Excerpted text:
Barney McAll (born Melbourne, Australia, 1966) is a jazz pianist and composer who lives in Melbourne, Australia. McAll joined Gary Bartz's band in 1997, and has also played with the Josh Roseman Unit, Fred Wesley and the JB's, Groove Collective, and Kurt Rosenwinkel's "Heartcore". He completed his Bachelor of Music at the Victorian College of the Arts in Melbourne, and studied in New York and Cuba. Barney is the brother of pianist John McAll.

His ensembles include M.O.D.A.S, GRAFT, ASIO (Australian Symbiotic Improvisers Orbit), and Non-Compliance. His most recent ensemble is Precious Energy, which features members from Hiatus Kaiyote, Laneous, and Rita Satch. He released a political Black Mirror pop album in 2018 called Global Intimacy under the pseudonym TQX which features Sia, Kool A.D., Cormega, Daniel Merriweather & Sirah

He was awarded the Australia Council Fellowship in 2007 and worked as musical director for Australian vocalist Sia from 2011 to 2012.

Stated exercise 1: Recast everything in the entries from the line containing "The component shall return one point per instance of the cherry" down to the end of the entries as a Markdown table with the columns Row and Line, leaving out blank lines.

Input records:

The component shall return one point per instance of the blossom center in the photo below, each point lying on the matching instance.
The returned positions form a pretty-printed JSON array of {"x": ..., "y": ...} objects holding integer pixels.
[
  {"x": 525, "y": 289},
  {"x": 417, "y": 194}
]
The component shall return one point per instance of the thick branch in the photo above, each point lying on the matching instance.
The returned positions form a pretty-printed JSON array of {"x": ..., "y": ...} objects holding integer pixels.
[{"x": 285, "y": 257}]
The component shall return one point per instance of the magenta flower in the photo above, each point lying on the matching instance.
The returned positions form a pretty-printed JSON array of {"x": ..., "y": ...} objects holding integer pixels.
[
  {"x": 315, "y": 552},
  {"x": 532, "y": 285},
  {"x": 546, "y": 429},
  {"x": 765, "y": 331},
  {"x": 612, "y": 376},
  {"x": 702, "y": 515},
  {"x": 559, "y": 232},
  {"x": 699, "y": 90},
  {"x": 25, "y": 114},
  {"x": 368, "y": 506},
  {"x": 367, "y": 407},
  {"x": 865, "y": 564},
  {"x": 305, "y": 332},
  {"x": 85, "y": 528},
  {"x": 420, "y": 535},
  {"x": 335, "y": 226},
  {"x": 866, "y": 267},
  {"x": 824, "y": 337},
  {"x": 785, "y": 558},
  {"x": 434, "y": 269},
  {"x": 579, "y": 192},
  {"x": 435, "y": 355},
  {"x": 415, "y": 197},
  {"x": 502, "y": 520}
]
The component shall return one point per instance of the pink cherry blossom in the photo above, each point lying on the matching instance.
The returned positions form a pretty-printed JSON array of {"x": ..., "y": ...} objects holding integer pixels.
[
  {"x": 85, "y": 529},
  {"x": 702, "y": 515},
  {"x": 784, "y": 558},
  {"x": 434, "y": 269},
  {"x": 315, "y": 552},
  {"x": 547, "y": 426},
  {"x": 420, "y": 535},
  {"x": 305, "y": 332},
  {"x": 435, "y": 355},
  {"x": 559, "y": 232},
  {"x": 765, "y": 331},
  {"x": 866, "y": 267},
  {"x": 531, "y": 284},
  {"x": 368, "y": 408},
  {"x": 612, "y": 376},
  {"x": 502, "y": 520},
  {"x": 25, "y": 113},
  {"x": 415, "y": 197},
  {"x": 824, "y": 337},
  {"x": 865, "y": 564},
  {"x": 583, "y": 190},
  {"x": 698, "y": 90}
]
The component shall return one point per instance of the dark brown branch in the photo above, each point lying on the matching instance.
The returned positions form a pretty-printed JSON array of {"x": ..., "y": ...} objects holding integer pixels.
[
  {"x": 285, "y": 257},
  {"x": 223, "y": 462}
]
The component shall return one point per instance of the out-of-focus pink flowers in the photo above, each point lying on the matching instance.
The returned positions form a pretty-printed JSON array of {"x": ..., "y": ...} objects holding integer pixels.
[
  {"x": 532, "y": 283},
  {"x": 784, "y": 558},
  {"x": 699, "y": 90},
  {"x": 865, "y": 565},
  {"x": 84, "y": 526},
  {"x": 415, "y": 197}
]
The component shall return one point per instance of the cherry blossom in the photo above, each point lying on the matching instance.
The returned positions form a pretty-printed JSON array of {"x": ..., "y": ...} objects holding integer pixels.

Stated exercise 2: Extend the biography of jazz pianist Barney McAll past its final sentence.

Written reply 1:
| Row | Line |
|---|---|
| 1 | The component shall return one point per instance of the cherry blossom in the photo above, each point lying on the matching instance. |
| 2 | The returned positions form a pretty-printed JSON array of {"x": ..., "y": ...} objects holding integer pixels. |

Written reply 2:
McAll is the 2015 recipient of the Peggy Glanville-Hicks composer residency in Sydney, Australia and has curated the APRA AMCOS Art Music Awards from 2019 to 2022.

He has played in over 100 albums as a sideman and has recorded or toured internationally with musicians such as Dewey Redman, Roy Ayers, Maceo Parker, Jimmy Cobb, Eddie Henderson, Aloe Blacc, Bernie Worrell, Peter Apfelbaum, Billy Harper, Daniel Merriweather and Vernel Fournier. At the ARIA Music Awards of 2015 McAll won Best Jazz Album for Mooroolbark.

Discography

Albums

Albums As A Sideman
1993 – Vince Jones – It All Ends Up In Tears
1993 – Bill Ware – Groove Thing (Eight Ball)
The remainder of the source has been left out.